WRITTEN PROBLEM: Pick out and copy each line in the items below that contains the string "ridge". Case must match.

EXTRACTED DATA:
· · · · ·
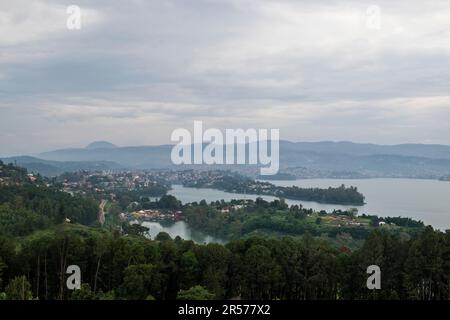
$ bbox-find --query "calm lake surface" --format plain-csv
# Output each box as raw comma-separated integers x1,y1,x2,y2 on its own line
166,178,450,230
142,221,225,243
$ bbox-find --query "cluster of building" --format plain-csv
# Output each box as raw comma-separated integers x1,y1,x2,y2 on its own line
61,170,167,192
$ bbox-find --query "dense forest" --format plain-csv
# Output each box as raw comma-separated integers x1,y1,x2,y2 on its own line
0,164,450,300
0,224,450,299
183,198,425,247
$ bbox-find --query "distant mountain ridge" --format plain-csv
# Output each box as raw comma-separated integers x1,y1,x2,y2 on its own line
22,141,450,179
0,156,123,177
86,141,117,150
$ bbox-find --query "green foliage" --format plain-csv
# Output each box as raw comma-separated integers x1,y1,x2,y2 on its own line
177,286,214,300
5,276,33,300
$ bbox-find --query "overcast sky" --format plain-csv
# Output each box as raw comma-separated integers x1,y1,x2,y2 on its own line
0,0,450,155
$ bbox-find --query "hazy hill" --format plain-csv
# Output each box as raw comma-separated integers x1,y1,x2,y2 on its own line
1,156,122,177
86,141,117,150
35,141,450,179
· · · · ·
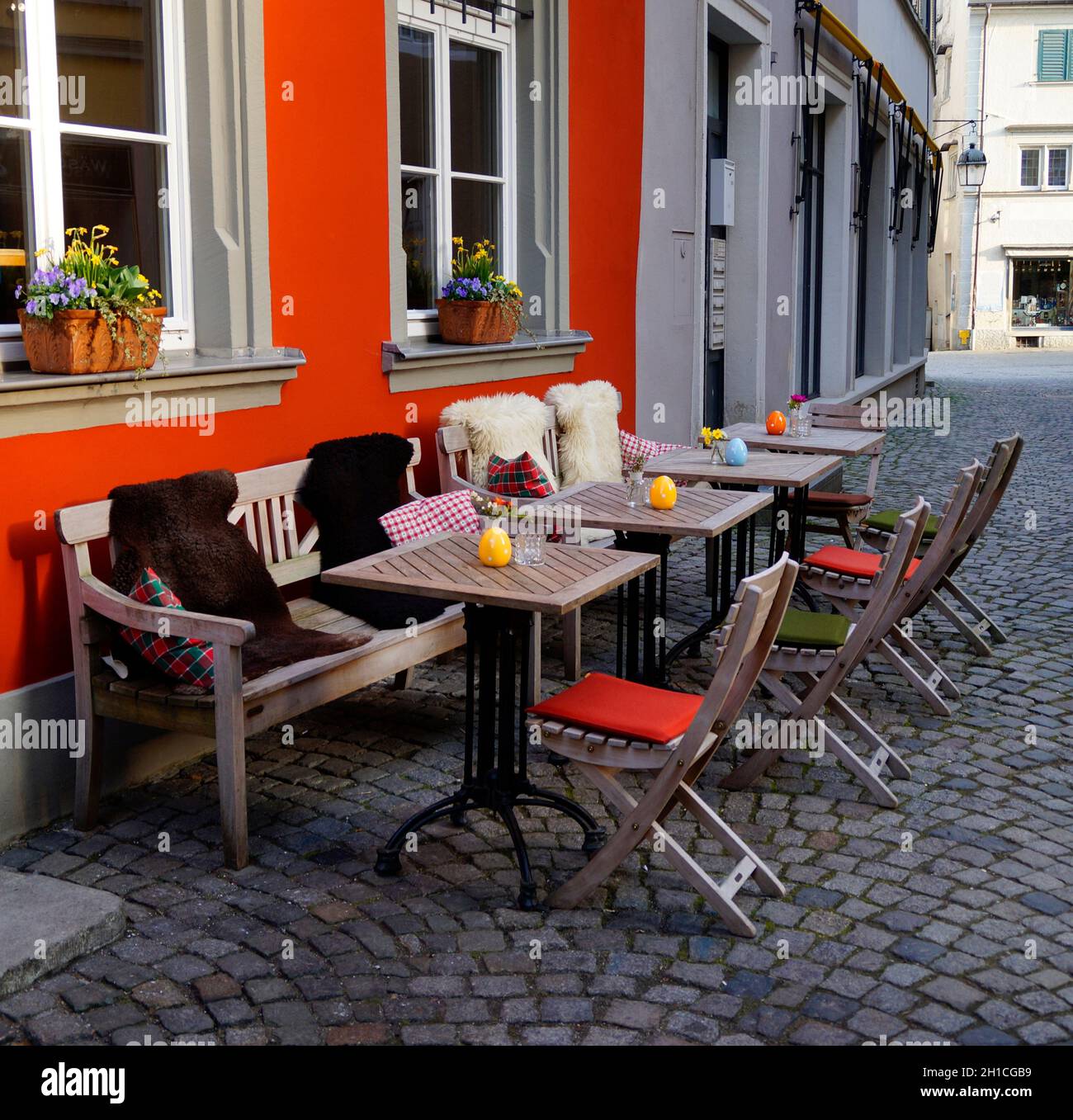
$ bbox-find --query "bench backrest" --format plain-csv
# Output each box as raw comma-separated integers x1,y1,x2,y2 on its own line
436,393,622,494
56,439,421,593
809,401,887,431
· · · · ·
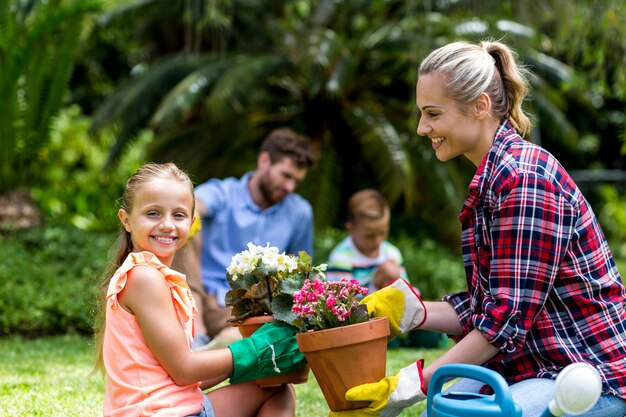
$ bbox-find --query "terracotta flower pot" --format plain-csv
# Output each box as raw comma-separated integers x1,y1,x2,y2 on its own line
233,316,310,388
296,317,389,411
· · · · ·
RESPONSE TO THIS TASK:
$ bbox-find --query "distant mountain ridge" --format plain-csv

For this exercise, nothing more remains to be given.